#### [WHAT TO PRODUCE]
Among the entries below, please repeat exactly and only the lines from the line containing "Locate every instance of the tall" to the line containing "Locate every instance of the sky", both lines included.

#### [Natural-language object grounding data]
--- --- ---

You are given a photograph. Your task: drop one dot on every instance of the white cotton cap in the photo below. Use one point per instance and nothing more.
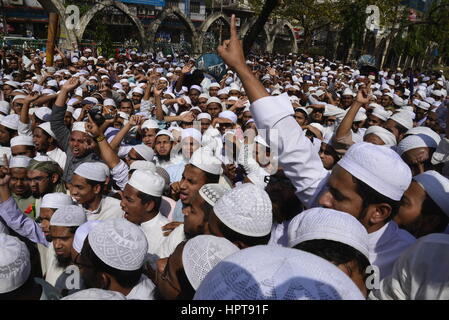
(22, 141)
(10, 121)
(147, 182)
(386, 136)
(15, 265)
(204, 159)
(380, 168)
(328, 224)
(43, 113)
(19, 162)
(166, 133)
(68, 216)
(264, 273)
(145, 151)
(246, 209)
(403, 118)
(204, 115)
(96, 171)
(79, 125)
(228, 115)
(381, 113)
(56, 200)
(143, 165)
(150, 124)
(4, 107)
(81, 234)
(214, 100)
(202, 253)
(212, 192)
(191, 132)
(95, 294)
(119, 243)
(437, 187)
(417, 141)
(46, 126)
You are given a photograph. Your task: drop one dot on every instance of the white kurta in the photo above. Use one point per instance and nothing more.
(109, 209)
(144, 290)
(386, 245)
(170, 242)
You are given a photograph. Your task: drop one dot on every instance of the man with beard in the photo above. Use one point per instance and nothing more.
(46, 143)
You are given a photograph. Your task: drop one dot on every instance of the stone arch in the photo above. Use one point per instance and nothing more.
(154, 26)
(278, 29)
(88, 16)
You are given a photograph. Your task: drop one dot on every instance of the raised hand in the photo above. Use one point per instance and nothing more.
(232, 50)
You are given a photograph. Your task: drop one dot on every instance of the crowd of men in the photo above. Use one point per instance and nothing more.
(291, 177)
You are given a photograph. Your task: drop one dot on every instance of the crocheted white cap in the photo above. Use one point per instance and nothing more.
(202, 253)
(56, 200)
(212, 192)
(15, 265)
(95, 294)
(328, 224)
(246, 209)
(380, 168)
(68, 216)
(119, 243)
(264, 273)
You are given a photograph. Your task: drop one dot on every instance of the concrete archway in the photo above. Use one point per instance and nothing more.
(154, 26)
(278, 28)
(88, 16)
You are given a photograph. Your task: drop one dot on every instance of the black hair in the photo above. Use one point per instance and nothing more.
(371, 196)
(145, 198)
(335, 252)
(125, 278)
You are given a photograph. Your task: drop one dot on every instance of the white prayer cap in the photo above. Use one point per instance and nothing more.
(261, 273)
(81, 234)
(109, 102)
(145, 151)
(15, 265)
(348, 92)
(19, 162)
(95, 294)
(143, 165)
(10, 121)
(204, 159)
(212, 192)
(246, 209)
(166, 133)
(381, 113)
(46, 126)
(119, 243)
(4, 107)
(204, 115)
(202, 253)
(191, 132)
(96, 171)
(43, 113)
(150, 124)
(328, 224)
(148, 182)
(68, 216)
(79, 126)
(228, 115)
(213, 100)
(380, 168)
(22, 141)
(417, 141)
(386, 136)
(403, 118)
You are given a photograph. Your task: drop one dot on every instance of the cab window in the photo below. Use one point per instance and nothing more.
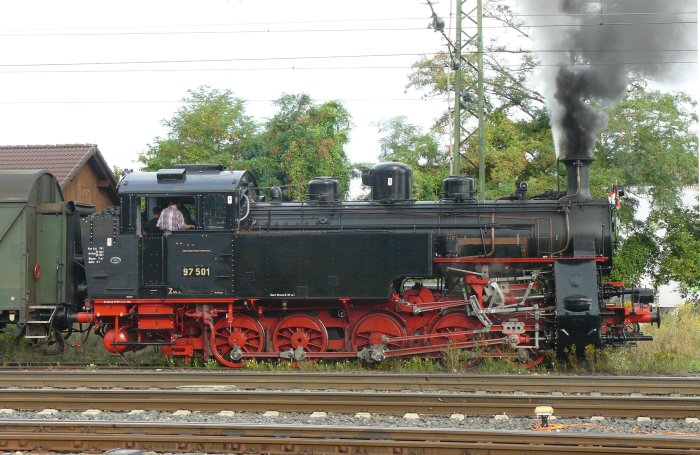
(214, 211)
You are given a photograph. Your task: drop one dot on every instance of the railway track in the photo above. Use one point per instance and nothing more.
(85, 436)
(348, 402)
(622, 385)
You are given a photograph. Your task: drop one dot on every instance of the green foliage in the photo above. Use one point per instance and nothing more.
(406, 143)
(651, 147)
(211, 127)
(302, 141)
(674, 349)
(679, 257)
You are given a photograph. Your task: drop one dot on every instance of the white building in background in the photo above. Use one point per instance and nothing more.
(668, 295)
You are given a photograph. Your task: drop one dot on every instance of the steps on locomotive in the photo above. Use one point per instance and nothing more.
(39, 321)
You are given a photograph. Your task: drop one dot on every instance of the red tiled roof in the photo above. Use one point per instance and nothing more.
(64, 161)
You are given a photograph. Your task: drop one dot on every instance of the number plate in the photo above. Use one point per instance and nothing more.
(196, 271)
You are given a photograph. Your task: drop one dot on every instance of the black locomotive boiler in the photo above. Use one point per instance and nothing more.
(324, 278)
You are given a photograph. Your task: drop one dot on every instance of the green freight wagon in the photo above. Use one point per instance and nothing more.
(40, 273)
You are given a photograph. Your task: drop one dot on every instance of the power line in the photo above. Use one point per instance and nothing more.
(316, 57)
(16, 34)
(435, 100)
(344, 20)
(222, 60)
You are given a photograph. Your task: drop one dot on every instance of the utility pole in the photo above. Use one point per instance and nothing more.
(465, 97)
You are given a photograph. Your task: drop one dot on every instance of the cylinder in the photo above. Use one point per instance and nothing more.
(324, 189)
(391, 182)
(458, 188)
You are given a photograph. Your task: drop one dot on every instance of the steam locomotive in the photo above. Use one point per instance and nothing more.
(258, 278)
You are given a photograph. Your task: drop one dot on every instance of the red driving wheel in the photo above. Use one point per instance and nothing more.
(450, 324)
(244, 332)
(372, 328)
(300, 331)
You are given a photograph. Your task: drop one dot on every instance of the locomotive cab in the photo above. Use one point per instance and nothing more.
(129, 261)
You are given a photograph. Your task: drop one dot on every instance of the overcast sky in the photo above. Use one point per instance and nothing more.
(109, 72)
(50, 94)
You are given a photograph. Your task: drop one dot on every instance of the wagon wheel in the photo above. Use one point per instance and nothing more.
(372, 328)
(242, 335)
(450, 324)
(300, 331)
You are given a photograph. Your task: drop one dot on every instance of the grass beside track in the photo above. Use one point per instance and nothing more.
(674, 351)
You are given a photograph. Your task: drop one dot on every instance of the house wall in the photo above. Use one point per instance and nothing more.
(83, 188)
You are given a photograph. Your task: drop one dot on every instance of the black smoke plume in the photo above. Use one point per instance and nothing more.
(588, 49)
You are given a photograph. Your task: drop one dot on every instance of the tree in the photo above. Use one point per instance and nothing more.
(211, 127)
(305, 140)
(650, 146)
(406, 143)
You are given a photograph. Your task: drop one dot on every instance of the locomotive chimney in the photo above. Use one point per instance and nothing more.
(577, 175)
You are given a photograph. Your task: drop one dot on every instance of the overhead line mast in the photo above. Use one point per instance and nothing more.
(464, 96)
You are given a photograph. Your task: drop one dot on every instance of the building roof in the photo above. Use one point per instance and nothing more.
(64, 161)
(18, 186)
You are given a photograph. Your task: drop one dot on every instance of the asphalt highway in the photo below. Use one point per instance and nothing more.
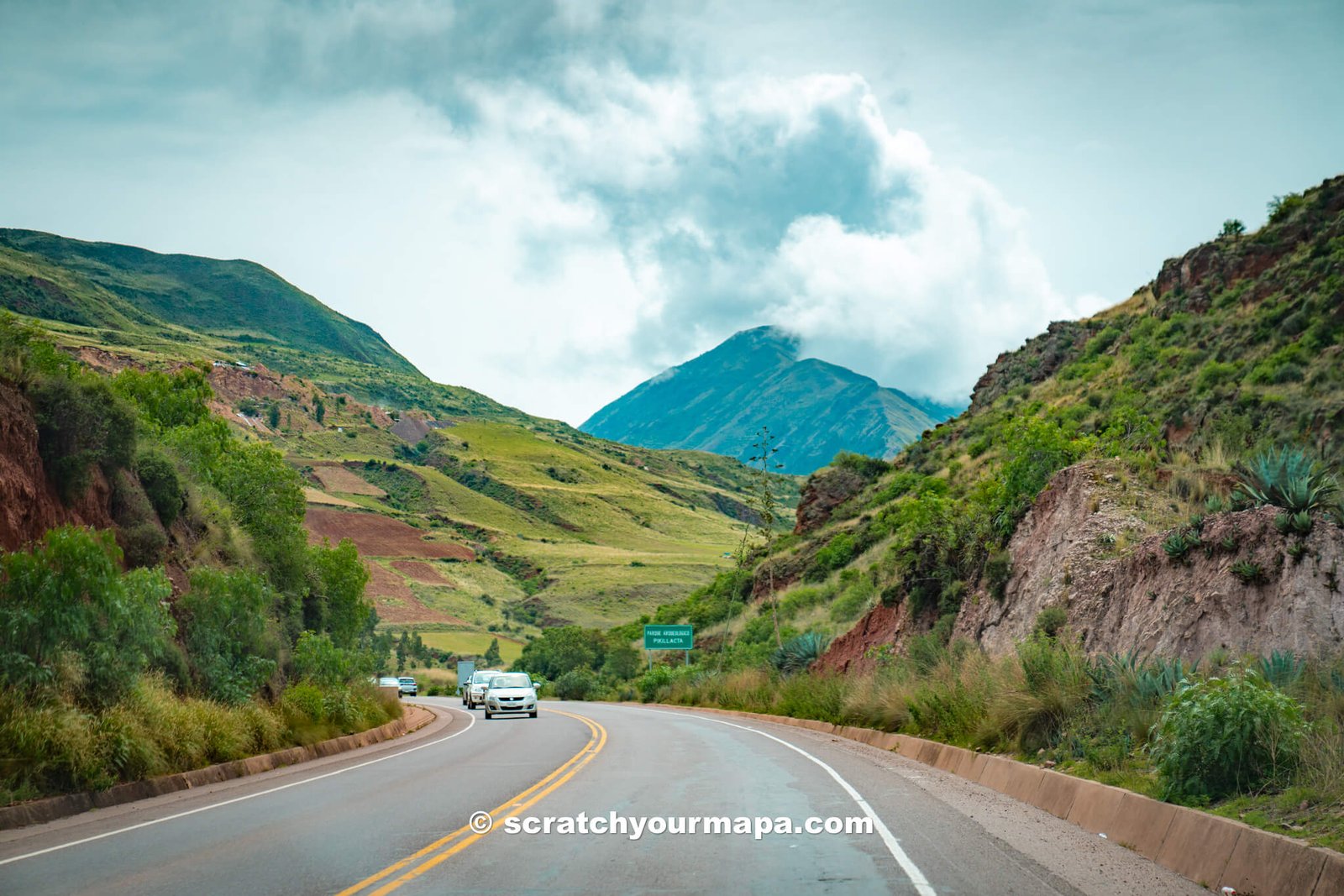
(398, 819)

--- --- ---

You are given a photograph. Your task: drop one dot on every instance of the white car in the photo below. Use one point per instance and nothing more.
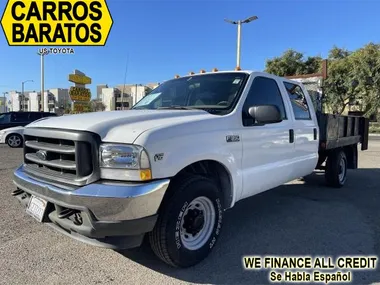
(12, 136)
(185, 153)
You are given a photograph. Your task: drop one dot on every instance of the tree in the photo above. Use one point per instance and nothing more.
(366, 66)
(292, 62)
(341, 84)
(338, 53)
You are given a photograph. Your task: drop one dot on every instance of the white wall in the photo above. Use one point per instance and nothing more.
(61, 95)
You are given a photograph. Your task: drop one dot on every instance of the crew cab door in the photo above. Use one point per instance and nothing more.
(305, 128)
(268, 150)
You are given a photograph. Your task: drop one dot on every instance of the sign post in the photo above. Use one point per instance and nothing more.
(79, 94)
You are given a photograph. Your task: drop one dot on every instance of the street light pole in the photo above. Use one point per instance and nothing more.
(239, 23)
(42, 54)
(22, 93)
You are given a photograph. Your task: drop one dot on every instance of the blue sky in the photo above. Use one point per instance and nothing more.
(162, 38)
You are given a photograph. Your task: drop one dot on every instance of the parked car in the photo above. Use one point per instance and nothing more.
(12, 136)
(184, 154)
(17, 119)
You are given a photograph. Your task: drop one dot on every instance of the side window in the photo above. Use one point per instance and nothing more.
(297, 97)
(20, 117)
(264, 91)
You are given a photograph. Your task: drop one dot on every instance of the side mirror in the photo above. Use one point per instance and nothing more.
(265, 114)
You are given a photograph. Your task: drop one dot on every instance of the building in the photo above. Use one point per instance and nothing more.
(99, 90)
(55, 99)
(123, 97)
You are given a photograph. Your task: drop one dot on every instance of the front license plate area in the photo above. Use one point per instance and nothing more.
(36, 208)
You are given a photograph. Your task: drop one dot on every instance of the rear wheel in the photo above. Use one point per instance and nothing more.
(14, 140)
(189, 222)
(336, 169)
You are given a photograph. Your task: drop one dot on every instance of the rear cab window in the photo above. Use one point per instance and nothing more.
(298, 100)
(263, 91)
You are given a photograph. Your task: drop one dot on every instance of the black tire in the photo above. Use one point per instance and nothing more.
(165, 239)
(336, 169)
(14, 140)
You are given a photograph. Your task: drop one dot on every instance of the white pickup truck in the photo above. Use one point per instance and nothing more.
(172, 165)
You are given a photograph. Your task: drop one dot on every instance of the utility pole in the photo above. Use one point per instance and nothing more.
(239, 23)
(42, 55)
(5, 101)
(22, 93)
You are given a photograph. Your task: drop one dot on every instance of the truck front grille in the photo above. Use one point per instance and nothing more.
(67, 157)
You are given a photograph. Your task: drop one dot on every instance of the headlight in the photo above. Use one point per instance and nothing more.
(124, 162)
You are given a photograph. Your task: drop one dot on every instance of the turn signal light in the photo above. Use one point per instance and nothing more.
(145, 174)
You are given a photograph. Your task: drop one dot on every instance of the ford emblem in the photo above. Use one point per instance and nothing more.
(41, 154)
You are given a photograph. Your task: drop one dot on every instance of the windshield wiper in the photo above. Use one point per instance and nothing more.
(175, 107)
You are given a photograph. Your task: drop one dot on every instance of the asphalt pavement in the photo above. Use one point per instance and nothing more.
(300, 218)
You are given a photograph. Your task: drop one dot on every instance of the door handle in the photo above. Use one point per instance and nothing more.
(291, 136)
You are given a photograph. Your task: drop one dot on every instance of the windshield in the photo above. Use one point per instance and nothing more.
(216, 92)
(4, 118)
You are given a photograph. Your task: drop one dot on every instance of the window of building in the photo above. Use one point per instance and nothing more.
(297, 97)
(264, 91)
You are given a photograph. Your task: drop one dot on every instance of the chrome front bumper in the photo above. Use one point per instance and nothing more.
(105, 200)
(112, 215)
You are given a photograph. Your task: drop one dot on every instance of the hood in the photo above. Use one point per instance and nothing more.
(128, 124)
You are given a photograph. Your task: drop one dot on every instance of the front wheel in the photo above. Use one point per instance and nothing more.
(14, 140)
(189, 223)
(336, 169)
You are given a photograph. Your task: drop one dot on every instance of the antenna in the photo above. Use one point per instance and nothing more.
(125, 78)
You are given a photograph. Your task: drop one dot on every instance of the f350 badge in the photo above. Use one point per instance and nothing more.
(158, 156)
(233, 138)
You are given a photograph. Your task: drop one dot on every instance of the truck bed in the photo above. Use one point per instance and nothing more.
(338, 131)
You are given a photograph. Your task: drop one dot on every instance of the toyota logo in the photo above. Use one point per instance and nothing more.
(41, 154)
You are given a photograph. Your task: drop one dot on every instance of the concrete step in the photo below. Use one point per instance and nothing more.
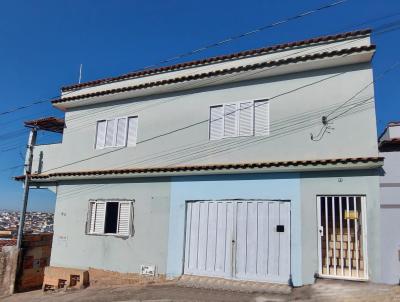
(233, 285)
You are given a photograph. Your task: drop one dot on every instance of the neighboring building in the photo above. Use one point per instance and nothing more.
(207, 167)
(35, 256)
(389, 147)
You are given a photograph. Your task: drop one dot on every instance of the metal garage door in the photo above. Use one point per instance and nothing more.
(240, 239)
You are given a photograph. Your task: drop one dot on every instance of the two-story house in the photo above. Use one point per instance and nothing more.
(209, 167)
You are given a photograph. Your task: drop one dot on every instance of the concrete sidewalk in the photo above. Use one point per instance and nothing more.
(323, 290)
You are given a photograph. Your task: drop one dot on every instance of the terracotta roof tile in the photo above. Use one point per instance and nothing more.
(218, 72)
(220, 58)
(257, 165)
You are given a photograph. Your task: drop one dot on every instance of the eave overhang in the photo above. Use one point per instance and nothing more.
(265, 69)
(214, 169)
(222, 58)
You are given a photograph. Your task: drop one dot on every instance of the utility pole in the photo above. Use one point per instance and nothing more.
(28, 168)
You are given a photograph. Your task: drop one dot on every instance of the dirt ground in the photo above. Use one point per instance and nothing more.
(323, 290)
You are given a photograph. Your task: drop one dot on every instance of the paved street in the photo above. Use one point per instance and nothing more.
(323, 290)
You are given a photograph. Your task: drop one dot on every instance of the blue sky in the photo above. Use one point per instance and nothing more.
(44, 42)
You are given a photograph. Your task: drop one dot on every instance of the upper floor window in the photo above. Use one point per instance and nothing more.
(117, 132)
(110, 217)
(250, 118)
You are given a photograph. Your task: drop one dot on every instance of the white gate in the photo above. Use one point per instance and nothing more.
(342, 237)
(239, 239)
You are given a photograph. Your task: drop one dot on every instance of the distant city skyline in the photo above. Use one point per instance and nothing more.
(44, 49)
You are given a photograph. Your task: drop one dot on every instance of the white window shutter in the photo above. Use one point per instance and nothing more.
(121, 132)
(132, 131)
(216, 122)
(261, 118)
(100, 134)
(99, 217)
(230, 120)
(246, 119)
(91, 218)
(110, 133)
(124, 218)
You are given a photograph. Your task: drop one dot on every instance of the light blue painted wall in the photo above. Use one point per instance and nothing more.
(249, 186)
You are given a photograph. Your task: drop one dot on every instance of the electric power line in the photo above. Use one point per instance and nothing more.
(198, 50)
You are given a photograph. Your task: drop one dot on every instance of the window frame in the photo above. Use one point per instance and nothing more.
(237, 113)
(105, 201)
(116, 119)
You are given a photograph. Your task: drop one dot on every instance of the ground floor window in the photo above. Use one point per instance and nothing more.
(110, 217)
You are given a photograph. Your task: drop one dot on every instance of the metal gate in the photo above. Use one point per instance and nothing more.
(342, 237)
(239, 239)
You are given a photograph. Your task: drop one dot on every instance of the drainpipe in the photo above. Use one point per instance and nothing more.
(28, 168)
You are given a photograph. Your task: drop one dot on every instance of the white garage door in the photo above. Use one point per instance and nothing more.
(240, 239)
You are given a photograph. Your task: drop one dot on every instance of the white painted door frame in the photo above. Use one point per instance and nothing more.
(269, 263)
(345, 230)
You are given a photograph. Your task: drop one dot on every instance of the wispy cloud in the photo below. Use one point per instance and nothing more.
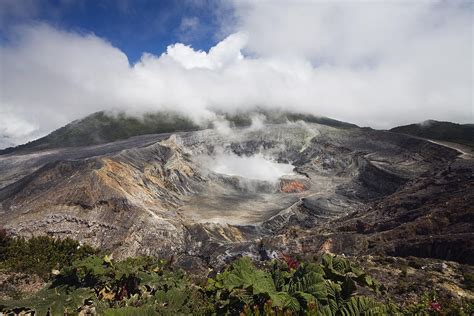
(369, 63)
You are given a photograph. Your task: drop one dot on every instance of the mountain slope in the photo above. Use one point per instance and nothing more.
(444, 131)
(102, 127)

--- --- ---

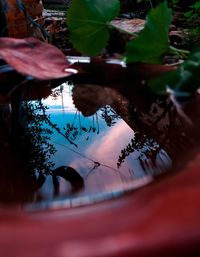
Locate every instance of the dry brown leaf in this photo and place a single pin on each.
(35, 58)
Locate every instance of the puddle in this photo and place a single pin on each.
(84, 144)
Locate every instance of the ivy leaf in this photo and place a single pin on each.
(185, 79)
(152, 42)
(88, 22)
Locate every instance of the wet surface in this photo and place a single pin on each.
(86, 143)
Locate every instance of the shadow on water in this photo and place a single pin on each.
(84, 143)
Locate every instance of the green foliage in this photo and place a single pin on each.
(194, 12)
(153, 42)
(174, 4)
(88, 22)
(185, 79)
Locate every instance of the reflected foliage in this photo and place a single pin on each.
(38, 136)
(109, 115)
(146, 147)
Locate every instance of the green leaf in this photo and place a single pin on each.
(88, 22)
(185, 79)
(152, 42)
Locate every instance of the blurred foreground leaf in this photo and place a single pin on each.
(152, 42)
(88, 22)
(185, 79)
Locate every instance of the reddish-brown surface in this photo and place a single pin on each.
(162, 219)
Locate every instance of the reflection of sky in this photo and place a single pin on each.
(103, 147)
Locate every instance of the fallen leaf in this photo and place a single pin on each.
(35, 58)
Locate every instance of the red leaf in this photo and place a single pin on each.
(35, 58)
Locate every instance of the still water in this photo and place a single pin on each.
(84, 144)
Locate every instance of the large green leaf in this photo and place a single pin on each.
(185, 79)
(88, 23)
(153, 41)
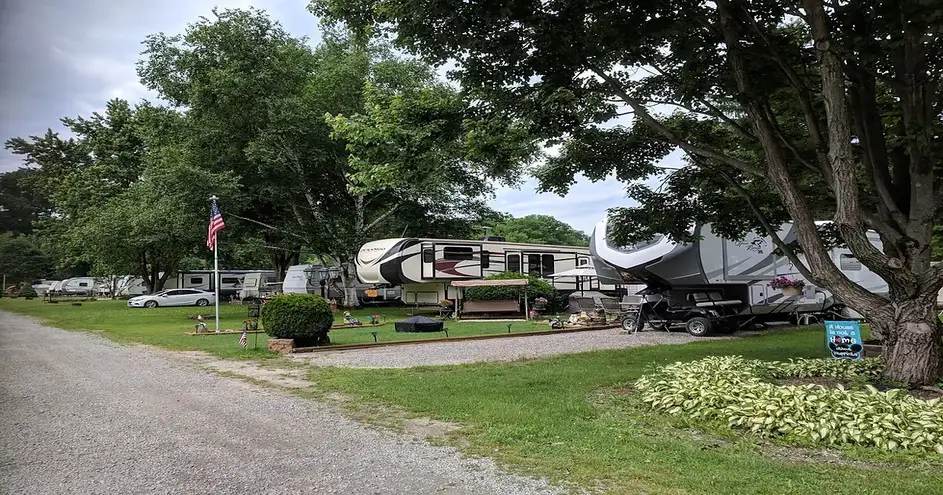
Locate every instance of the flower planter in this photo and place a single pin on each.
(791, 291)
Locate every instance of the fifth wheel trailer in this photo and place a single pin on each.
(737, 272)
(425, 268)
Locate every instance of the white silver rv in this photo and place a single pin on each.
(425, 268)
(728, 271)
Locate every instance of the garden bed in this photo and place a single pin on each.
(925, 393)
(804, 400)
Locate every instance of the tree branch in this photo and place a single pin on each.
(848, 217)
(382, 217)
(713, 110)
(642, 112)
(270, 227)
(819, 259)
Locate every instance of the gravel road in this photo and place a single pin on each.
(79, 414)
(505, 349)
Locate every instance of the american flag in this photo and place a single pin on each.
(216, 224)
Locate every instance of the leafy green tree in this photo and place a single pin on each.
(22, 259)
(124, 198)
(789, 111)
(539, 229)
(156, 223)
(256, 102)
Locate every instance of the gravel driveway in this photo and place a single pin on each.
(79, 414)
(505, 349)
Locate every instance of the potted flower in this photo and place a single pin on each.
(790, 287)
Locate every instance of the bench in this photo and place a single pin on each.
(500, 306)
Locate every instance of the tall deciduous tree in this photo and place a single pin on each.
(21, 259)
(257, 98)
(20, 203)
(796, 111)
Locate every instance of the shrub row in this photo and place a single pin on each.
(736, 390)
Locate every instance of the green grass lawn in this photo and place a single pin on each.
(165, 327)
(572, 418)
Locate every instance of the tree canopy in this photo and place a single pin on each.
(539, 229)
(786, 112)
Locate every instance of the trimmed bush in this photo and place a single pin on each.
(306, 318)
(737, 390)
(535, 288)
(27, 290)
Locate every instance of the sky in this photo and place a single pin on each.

--- --- ---

#### [RESULT BELOW]
Locate every instance of the tall deciduous tree in this photo and place a single pin on each.
(21, 259)
(257, 98)
(20, 203)
(796, 111)
Locate every instance of the shrub row in this photo and place a single pin on each.
(736, 390)
Locate every instance of the green grass lawn in this photo and place a single pin on each.
(165, 327)
(572, 418)
Locate every instance of the tree canopy in this photo and place a single pin on each.
(539, 229)
(786, 112)
Locate every instance of the trimmed bush in this photo and place a single pin on each.
(306, 318)
(737, 390)
(535, 288)
(27, 290)
Locate every instance of the sky in this photo and place a single pin on each.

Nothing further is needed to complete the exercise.